• _Task details_:
Look over the lines below. Report each one that includes the string "shaft".
* * * * *
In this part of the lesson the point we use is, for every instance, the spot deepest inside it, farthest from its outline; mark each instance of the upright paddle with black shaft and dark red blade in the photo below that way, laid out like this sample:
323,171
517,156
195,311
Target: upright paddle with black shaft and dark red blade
* * * * *
• _Response to this exercise_:
In this part of the lesson the point we use is, for every instance, the spot deepest inside it, farthest from its outline; mark each instance of the upright paddle with black shaft and dark red blade in the photo below that way, laid out like this sample:
Target: upright paddle with black shaft and dark red blade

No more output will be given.